This “Learning & Growing Together” series includes posts I have shared in my private Facebook group for moms of LGBTQ kids. The group, Serendipitydodah for Moms, is a place where moms of LGBTQ kids share a lot of support, information and encouragement … it is a place where moms of LGBTQ kids are learning and growing together with the purpose of developing and maintaining healthy, loving, authentic relationships with their LGBTQ kids. One thing I love about the private Facebook group is we are all both teachers and students – we all learn from each other. I love that kind of community learning. The wisdom and insight is so rich. For more information about the group email me at firstname.lastname@example.org
Real life often leads us to look deeper and wider at the things we believe. As we begin to dismantle our beliefs, in order to understand what we believe and why, it often feels like we are losing our faith. The struggle to hang on to our faith can fill us with anxiety and fear. One of the things that was very helpful to me when I felt like my faith was slipping away was something called “The Stages of Faith” or “The Critical Journey.” Not only did it make sense, but more importantly it let me know I wasn’t alone. Knowing that there were others who would understand what I was experiencing, who I could share my questions and doubts with, who I could turn to for wisdom and insight relieved me of enough anxiety to forge ahead into the process of deconstruction so that I could eventually start to rebuild a life of faith that was simple enough to be sustainable but rich enough to be compelling.
Take a look at this helpful chart before you start reading as the following is the commentary for the chart.
This is a long read but if you are struggling with your faith this is definitely worth reading.
Please leave your thoughts in the comments.
Commentary for The Stages of Faith:
The critical journey is composed of six stages.
The first three are primarily external; the second three, internal.

______

▸ **The tasks**
a - Answer these questions using the post about the stages of faith:
(i) What is the name of the private Facebook group for moms of LGBTQ kids?
(ii) How many stages make up the critical journey?
(iii) Which of the stages are described as primarily internal?
b - Extend the post about the stages of faith by writing what follows its last sentence, "The first three are primarily external; the second three, internal."

______

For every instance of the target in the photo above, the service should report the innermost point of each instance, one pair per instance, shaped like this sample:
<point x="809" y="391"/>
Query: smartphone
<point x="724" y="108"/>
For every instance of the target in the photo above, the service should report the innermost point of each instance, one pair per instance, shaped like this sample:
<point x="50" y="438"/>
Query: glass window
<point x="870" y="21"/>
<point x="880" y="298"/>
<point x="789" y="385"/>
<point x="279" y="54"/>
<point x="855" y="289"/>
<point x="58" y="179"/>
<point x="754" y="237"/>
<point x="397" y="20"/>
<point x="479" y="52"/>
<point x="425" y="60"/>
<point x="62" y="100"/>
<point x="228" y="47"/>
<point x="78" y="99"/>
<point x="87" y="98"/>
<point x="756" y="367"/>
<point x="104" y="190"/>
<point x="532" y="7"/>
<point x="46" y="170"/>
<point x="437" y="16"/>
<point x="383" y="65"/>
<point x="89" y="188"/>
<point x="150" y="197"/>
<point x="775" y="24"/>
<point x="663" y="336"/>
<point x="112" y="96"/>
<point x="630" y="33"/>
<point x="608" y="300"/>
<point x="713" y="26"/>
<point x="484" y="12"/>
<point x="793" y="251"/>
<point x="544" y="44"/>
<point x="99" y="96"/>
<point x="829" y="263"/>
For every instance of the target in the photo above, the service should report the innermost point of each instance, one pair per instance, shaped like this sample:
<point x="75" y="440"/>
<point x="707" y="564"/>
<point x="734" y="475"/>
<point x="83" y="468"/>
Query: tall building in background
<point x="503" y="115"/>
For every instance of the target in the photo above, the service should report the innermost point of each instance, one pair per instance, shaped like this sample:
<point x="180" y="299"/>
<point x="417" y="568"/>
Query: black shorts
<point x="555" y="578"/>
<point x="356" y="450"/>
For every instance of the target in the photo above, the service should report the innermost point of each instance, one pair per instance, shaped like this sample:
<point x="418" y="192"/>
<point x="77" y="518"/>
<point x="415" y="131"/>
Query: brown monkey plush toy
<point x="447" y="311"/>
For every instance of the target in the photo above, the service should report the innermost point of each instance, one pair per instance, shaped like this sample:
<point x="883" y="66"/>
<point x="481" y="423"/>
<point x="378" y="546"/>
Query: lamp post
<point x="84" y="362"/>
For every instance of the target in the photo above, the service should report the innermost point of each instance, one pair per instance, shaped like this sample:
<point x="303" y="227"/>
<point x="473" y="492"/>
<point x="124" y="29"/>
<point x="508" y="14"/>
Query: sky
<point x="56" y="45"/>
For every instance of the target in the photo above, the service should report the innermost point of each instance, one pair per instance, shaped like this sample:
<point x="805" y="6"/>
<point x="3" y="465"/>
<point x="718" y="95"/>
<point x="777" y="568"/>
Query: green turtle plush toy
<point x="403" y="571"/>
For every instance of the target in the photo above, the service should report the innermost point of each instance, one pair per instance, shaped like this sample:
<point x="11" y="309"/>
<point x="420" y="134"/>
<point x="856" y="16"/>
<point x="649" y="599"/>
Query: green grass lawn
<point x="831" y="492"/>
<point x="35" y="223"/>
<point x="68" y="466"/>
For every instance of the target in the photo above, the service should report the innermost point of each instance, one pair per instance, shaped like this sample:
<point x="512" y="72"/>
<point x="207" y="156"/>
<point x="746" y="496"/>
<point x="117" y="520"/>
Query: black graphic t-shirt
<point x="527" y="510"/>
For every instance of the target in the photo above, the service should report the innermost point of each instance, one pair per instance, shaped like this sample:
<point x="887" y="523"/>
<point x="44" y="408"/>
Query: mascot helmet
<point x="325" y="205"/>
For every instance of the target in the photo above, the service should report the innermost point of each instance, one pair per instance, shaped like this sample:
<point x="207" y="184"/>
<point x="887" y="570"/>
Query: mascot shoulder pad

______

▸ **Final results**
a -
(i) Serendipitydodah for Moms
(ii) Six
(iii) The second three

b -
In the first three stages, our faith or our spirituality takes its expression most frequently in ways that are prescribed by external standards, whether by the Church, a specific spiritual leader, a book, or a set of principles… Stages 4 through 6 represent a difficult personal transformation and reemerging that require a rediscovery on a different level of what faith and spirituality are all about. These are inner healing stages (spiritually and psychologically) for which the journey cannot be prescribed.
The First Three Stages: The External Journey
Stage 1 “is the discovery and recognition of God”. Accepting the reality of God can begin while one is young, or it can occur later through a religious experience or conversion. This conversion can be instantaneous or can occur over a long period of time.
Our first experience of God is wonderful and refreshing in its newness.
Regardless of our age, however, it seems true that most begin the journey in a childlike way. We come to it with innocence and freshness which is seldom ever again as vivid or vital. Consider the way we feel during the first stage of a romance or new friendship. Swept away by the experience of the relationship, we do not look at any of the negative aspects.
Stage 2 is “a time of learning and belonging” labeled “the life of discipleship”. This stage primarily involves learning in a community setting from spiritual leaders or religious writings. “Now, we stumble upon a set of ideas, a belief system or a group of people who show us the light and answer our questions. It is such a big relief and feels so safe and secure – like a haven in a storm. And for now, that is what we need.”
Stage 3 is “the productive life” and involves consciously serving God through one’s spiritual gifts. The truths learned at stage 2 find an outlet in service at stage 3.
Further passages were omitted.